**SEITENTEXT**
+--

Der interessierte Laie mag sich durchaus fragen, warum Eisenbahn und Binnenschiff sich nicht irgendwie zusammentun, um gemeinsam der Straße mehr Marktanteile abzunehmen. Auf Grund der sehr ähnlichen Vorteile und Streckenlagen ergänzen sich Bahn und Schiff auf den Hauptstrecken jedoch nicht unbedingt.
Wofür beide Bedarf haben, sind jedoch Ladeanlagen, denn die »letzte Meile« legen die meisten Güter dann doch auf der Straße zurück. Und in der Tat entwickeln sich die deutschen Binnenhäfen immer mehr zu trimodalen Terminals, wo Binnenschiff, Zug und Lkw untereinander umschlagen. Die Vorteile liegen auf der Hand - im Hafen sind die Flächen und oft auch schon die benötigten Umschlageinrichtungen wie Kräne, Containerstapler, Waagen etc. schon da. 
So lebt der Duisburger Hafen längst nicht mehr vom Schiff allein, sondern auch von hunderten nationaler und internationaler Güterzugverbindungen wöchentlich, Ähnliches gilt für praktisch jeden größeren Binnenhafen. In manchen Häfen wird mittlerweile mehr Bahn- als Schiffsfracht abgewickelt. Dementsprechend verzahnen sich Hafenbetrieb und Eisenbahn immer weiter, diverse Hafenbahnen haben sich zu in großem Maßstab operierenden Gütertransporteuren entwickelt. Die Kölner HGK fährt Züge von der niederländisch-belgischen bis an die deutsch-polnische Grenze und von der Schweiz bis nach Dithmarschen.
Neue Containerterminals schießen in den Binnenhäfen wie Pilze aus dem Boden, und die meisten haben sowohl Straßen- als auch Bahnanschluss. Dies hat auch damit zu tun, dass die Anbindungen und Flächen der Seehäfen nicht so schnell wachsen können wie ihre Verkehre; damit verlagern sich Umladevorgänge und andere logistische Arbeiten zunehmend ins Hinterland. Wenn ein Importeur keine Halle mehr in Rotterdam findet, tut's vielleicht auch eine in Riesa oder Karlsruhe.

+--

**BEREITGESTELLTES MATERIAL**
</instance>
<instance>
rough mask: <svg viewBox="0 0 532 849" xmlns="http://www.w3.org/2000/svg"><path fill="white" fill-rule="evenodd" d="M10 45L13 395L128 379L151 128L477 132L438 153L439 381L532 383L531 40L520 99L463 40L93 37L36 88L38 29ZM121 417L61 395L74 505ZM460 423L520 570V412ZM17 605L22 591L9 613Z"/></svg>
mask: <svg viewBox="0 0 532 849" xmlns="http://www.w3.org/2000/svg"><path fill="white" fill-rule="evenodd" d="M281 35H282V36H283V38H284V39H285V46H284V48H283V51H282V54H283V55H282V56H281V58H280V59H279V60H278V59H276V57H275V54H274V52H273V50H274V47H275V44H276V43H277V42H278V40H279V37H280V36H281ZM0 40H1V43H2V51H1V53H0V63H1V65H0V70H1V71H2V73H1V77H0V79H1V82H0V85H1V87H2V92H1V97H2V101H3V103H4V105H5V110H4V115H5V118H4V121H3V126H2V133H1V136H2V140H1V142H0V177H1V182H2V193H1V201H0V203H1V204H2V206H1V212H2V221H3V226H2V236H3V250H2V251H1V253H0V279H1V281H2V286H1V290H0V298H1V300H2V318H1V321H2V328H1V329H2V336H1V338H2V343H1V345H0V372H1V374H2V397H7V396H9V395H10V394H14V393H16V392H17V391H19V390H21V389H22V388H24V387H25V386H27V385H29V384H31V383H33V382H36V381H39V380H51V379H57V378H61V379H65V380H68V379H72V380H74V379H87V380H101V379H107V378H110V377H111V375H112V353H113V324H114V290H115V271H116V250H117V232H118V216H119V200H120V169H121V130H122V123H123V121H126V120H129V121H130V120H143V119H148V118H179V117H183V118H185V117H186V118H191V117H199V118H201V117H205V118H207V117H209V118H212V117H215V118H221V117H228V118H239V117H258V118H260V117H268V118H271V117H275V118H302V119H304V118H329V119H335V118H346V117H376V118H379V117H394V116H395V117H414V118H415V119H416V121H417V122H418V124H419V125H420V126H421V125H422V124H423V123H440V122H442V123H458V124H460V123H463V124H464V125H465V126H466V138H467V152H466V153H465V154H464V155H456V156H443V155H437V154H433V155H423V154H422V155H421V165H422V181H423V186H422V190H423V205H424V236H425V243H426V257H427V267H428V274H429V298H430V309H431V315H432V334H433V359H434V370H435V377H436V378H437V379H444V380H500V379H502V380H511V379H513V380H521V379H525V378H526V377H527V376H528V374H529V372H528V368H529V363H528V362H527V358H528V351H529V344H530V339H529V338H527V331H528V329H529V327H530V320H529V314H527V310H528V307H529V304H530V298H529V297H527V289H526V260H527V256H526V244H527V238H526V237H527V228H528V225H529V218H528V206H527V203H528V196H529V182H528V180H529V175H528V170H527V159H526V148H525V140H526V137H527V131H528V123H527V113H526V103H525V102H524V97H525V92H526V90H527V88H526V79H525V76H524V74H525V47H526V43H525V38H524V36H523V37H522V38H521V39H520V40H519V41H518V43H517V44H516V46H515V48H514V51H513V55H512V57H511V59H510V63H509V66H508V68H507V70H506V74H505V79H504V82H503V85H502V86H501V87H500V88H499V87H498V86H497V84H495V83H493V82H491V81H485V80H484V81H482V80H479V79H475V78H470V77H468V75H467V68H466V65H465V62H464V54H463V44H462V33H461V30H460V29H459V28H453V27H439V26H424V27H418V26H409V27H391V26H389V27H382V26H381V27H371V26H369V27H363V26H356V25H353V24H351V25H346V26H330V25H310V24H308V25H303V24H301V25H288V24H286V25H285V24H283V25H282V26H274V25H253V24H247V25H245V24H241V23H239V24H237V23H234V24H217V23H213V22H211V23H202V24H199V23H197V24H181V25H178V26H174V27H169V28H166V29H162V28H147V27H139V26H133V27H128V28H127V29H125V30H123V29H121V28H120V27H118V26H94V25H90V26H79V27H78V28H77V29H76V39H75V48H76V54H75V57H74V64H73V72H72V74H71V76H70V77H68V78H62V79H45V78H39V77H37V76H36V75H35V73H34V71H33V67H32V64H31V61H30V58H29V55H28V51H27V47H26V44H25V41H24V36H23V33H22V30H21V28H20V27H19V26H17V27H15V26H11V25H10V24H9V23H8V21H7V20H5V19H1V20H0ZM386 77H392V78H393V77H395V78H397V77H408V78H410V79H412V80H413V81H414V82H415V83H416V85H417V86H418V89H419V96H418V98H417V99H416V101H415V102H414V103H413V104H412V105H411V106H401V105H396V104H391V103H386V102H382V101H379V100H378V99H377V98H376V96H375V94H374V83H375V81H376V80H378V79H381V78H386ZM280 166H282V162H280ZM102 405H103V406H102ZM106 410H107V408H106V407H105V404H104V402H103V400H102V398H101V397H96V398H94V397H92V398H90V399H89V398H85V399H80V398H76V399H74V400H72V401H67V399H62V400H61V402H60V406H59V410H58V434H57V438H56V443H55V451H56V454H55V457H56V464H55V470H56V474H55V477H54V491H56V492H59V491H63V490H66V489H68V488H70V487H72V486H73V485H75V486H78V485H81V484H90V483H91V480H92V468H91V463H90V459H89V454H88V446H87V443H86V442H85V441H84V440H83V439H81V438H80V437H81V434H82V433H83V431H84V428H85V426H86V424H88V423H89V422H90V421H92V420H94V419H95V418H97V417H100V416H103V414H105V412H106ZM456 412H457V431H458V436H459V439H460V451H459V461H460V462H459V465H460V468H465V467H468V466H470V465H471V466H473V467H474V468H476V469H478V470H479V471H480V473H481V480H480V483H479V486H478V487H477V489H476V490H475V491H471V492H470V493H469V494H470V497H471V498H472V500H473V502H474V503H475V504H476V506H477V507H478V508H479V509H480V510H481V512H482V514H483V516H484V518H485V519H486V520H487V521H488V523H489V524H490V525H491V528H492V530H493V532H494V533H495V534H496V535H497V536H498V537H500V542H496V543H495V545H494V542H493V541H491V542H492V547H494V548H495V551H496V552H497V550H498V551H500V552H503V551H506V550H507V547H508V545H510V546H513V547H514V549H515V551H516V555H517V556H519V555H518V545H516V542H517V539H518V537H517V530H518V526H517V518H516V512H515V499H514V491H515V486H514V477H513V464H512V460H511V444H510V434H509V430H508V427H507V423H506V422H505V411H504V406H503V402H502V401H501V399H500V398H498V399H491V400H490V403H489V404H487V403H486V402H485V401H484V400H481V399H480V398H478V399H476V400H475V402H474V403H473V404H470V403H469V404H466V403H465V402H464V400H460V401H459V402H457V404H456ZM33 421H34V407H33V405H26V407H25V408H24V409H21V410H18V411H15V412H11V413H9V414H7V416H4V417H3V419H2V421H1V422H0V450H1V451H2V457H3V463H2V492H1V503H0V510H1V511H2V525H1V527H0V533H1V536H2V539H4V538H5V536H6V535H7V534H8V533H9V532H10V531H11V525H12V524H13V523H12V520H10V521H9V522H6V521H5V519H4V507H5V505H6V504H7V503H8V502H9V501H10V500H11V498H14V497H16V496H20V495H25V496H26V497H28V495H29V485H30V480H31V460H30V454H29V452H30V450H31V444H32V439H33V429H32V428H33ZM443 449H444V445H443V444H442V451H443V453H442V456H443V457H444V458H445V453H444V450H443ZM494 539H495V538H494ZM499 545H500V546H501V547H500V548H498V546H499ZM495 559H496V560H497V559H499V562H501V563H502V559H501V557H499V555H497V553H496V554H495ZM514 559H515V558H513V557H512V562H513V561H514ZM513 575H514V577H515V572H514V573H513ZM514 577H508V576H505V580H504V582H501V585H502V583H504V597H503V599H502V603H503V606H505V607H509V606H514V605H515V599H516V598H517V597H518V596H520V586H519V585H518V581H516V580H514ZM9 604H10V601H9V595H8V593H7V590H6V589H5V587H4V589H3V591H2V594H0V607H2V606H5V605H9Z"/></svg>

+--

**AUFGABEN ZUR ÜBUNG**
1. Beantworte anhand des Seitentexts:
(a) Was ist laut Text in den Häfen bereits vorhanden?
(b) Zwischen welchen Grenzen bzw. Orten fährt die Kölner HGK Züge?
(c) Welche zwei Städte nennt der Text als mögliche Alternative zu einer Halle in Rotterdam?
2. Fasse den Seitentext in zwei Sätzen zusammen.
3. Gib den Abschnitt des Seitentexts zwischen „Der interessierte Laie“ und „jedoch nicht unbedingt.“, beide Stellen eingeschlossen, unverändert wieder.
Das Material spielt hierfür keine Rolle.

**LÖSUNGEN IM EINZELNEN**
1.
(a) Die Flächen und oft auch die benötigten Umschlageinrichtungen wie Kräne, Containerstapler und Waagen.
(b) Von der niederländisch-belgischen bis an die deutsch-polnische Grenze und von der Schweiz bis nach Dithmarschen.
(c) Riesa und Karlsruhe.

2. Bahn und Binnenschiff ergänzen sich auf den Hauptstrecken kaum, brauchen aber beide Ladeanlagen, weshalb sich die deutschen Binnenhäfen immer mehr zu trimodalen Terminals entwickeln, in denen Schiff, Zug und Lkw untereinander umschlagen. Hafenbetrieb und Eisenbahn verzahnen sich dabei immer weiter, und weil die Seehäfen nicht so schnell wachsen können wie ihre Verkehre, entstehen in den Binnenhäfen zahlreiche neue Containerterminals mit Straßen- und Bahnanschluss, während sich Umladevorgänge zunehmend ins Hinterland verlagern.

3.
Der interessierte Laie mag sich durchaus fragen, warum Eisenbahn und Binnenschiff sich nicht irgendwie zusammentun, um gemeinsam der Straße mehr Marktanteile abzunehmen. Auf Grund der sehr ähnlichen Vorteile und Streckenlagen ergänzen sich Bahn und Schiff auf den Hauptstrecken jedoch nicht unbedingt.